INSTRUCTION
Please copy out the lines from the line with "If it's not too much trouble, please detect the textured" to the line with "0, 0, 120, 2", leaving the request wording unchanged and adjusting each bounding box coordinate in the answers by -142.

--- START RECORDS PROVIDED ---

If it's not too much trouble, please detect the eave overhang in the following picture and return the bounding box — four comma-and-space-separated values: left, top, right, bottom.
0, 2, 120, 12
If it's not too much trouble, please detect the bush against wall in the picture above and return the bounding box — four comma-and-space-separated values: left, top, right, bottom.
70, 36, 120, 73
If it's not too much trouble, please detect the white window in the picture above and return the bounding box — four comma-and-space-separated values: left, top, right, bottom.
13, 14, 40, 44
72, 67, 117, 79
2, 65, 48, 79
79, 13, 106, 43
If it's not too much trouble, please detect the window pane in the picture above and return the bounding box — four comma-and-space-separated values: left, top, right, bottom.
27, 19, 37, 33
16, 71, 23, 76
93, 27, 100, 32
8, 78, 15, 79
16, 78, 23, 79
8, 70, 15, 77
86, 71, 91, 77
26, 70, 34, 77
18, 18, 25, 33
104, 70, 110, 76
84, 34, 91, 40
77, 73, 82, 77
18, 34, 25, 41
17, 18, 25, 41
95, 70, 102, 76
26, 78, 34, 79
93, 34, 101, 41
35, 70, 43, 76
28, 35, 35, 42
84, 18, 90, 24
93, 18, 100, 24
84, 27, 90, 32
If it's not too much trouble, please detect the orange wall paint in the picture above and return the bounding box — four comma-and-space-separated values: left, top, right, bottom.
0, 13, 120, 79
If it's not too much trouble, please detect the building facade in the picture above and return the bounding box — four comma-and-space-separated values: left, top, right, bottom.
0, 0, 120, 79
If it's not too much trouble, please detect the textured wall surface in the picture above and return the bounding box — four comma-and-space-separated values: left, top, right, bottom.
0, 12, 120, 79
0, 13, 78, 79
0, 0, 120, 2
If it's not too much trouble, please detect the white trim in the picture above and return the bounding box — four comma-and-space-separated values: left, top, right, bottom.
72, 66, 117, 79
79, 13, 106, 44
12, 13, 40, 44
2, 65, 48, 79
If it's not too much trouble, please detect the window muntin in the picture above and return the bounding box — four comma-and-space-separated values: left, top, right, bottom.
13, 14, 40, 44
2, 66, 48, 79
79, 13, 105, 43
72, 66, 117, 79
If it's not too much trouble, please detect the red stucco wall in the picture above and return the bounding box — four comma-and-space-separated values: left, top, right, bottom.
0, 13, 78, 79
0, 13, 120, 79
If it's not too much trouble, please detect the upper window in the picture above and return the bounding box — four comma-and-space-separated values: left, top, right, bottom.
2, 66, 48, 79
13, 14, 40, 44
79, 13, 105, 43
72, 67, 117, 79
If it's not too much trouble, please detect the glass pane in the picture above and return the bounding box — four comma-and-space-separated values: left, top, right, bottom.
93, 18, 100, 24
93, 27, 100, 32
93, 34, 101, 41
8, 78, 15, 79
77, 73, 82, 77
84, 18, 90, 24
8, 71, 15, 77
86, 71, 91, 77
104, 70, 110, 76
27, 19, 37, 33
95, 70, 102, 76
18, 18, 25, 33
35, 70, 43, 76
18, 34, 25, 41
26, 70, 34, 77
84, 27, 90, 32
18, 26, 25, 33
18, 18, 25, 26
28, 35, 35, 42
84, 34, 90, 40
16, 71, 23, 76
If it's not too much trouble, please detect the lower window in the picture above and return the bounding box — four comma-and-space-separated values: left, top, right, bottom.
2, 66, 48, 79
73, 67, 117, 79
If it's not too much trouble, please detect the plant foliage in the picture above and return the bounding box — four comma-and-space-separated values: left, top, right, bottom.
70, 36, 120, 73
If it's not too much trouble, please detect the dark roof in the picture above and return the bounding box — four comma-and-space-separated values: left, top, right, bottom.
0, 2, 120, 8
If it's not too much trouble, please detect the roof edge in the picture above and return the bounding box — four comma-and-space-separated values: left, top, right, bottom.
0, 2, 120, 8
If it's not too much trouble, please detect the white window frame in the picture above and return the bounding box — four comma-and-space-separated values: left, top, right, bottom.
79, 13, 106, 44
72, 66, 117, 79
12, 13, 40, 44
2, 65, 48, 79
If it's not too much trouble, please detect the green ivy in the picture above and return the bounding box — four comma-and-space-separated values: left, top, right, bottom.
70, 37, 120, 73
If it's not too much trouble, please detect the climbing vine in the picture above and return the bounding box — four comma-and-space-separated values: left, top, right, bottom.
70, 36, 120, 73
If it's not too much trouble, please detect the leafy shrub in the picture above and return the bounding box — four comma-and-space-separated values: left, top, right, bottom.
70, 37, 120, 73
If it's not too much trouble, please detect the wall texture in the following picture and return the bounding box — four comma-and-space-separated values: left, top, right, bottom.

--- END RECORDS PROVIDED ---

SOLVED PROBLEM
If it's not too much trouble, please detect the textured wall surface in the picture above and return the bounding box — four comma-and-space-separated values: left, top, right, bottom.
-142, -130, -22, -63
-142, -129, -64, -63
-142, -142, -22, -140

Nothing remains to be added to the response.